+++ DATA RECORDS +++
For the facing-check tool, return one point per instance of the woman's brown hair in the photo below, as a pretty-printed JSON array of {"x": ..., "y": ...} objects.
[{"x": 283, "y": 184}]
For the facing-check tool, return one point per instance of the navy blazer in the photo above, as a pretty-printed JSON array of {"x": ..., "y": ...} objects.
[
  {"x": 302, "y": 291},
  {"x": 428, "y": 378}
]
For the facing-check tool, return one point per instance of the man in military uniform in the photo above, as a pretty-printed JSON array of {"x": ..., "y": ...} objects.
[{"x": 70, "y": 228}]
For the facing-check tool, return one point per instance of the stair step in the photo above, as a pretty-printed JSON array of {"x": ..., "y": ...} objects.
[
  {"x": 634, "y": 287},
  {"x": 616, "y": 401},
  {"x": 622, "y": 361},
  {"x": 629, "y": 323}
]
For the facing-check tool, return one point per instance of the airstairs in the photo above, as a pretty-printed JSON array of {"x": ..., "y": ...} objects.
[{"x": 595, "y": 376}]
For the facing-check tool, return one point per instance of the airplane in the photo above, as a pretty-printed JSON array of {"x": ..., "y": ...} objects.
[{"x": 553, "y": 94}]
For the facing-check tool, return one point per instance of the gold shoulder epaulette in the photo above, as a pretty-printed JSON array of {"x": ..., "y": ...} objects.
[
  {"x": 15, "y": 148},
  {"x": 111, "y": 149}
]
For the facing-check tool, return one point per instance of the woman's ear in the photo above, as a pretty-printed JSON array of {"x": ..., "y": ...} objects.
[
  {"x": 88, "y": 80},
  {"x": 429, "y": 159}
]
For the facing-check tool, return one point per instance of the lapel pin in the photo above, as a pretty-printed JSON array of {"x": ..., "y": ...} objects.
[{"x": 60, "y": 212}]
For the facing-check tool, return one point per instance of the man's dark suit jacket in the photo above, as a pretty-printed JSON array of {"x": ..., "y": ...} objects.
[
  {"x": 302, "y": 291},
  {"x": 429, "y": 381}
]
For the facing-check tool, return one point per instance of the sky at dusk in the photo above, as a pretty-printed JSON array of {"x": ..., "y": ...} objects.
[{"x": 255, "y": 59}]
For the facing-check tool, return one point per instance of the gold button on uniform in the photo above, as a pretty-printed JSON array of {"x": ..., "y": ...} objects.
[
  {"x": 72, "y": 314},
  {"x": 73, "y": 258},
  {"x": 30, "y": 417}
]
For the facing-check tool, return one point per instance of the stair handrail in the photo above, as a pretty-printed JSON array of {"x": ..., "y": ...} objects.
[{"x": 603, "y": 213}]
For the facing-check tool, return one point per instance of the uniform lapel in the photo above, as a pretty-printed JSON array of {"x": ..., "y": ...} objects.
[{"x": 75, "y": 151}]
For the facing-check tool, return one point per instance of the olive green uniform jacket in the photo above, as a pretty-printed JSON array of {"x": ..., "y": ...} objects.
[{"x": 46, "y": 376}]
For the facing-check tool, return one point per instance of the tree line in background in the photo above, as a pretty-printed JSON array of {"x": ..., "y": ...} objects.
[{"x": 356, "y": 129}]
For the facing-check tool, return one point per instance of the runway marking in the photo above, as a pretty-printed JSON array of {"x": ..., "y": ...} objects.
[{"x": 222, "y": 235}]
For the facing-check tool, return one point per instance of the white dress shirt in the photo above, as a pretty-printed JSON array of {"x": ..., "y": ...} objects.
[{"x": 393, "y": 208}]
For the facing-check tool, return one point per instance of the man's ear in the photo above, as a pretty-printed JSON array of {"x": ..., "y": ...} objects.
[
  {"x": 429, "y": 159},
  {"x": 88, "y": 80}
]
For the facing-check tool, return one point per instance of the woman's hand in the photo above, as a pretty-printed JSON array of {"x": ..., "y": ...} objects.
+++
• WHAT IS ASKED:
Could you transcribe the records in full, exactly?

• ANSWER IN FULL:
For the facing-check tool, return one point per instance of the woman's brown hair in the photo below, as a pretty-printed JSON array of {"x": ..., "y": ...} objects.
[{"x": 283, "y": 184}]
For the facing-check tool, return one point per instance of the navy blazer in the photo above, as a pretty-printed JSON array of {"x": ..., "y": ...} objects.
[
  {"x": 302, "y": 291},
  {"x": 428, "y": 378}
]
For the facing-check tool, return one point per instance of the man in military uniform in the photo above, as a pretty-printed JSON array of {"x": ..., "y": ...} objects.
[{"x": 70, "y": 228}]
For the facing-check tool, return one point per instance of the stair step in the photo above, as a pretty-printed JSON array of {"x": ..., "y": ...} objects.
[
  {"x": 634, "y": 287},
  {"x": 616, "y": 401},
  {"x": 622, "y": 361},
  {"x": 629, "y": 323}
]
For the facing-check tool, return one point per instance of the airstairs in the photo above, as a pretty-printed JSON array of {"x": ..., "y": ...} objects.
[{"x": 595, "y": 376}]
For the facing-check tool, return one point per instance of the airplane in the photo above, as a pretty-printed JSON array of {"x": ..., "y": ...} objects.
[{"x": 553, "y": 94}]
For the facing-check tool, return one point per instance of the gold shoulder epaulette in the photo above, as a pretty-printed JSON array of {"x": ..., "y": ...} objects.
[
  {"x": 15, "y": 148},
  {"x": 111, "y": 149}
]
For the facing-check tool, return one point per instance of the woman's ear in the photo above, as a pretty-printed JSON array of {"x": ..., "y": ...} objects.
[
  {"x": 88, "y": 80},
  {"x": 429, "y": 159}
]
For the facing-check tool, return one point per instance of the lapel pin in the photo above, as a pretty-printed JSON array of {"x": ..., "y": ...} objects.
[{"x": 60, "y": 212}]
For the facing-check tool, return one point per instance of the man's dark suit jacket in the photo above, as a pretty-printed JSON array of {"x": ..., "y": ...} objects.
[
  {"x": 302, "y": 291},
  {"x": 429, "y": 381}
]
For the facing-check tool, return one point per instance of the sky at dusk in the photo above, as a pretty-printed JSON array of {"x": ..., "y": ...} objects.
[{"x": 255, "y": 59}]
For the facing-check tool, return one point per instance of the gold button on uniform in the photo above, as a pretty-printed JSON array of {"x": ..., "y": ...} objects.
[
  {"x": 72, "y": 314},
  {"x": 73, "y": 258},
  {"x": 30, "y": 417}
]
For the facing-check tool, return one point per instance of the stair handrail in the photo above, as a pretty-printed JSON array of {"x": ..., "y": ...} objects.
[{"x": 603, "y": 213}]
For the facing-check tool, return one point per instance of the uniform lapel in the photo above, as a pretty-printed JSON array of {"x": ..., "y": ...} objects.
[{"x": 75, "y": 151}]
For the facing-check tool, return one point per instance of the olive green uniform jacket in the photo above, as a pretty-printed JSON array of {"x": ..., "y": ...} objects.
[{"x": 46, "y": 376}]
For the facing-check tool, return one point per instance of the tree line in background in the photo above, as a pretty-printed JSON array of {"x": ..., "y": ...} objects.
[{"x": 356, "y": 129}]
For the facing-check tool, return one point per instance of the runway marking in the photo above, as a pretty-printed JSON array of {"x": ..., "y": ...} objects.
[{"x": 222, "y": 235}]
For the facing-check tool, return one point per instance of the white dress shirt in the photo above, as a pretty-printed JSON array of {"x": ..., "y": ...} objects.
[{"x": 393, "y": 208}]
For the facing-check tool, return one point per instance of the man's ear in the photo above, as a pretty-printed JSON array of {"x": ..., "y": ...} objects.
[
  {"x": 429, "y": 159},
  {"x": 88, "y": 80}
]
For the facing-check tool, return one point per instance of the woman's hand in the photo above, as a pretty-printed JSON array of {"x": ..., "y": ...} objects.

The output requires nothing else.